Dataset entries —
● ● ● ● ● ● ●

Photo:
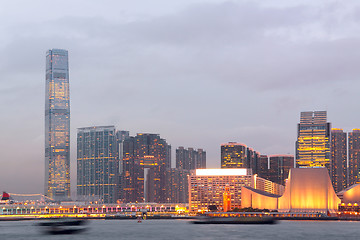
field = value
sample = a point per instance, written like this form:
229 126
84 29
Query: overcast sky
197 72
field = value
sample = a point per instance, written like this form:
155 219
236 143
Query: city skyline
192 72
57 126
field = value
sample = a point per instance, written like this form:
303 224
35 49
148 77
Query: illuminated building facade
57 126
206 187
97 164
234 155
201 159
280 166
338 159
263 166
177 185
354 157
252 158
313 142
146 157
300 195
190 158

● ● ● ● ● ● ●

Please write out the lines that run from the one with "Query: overcast sky" to the end of the records, both included, exactly as they appear.

Query: overcast sky
197 72
field = value
sample = a point per instance, written like this form:
155 219
236 143
Query: city skyline
192 72
57 126
field = value
sample = a point per instance, written like this form:
303 224
35 49
148 77
Query: illuminated building facade
57 126
206 187
97 164
234 155
201 159
280 166
338 159
263 166
177 185
354 157
252 158
313 142
146 157
300 195
190 158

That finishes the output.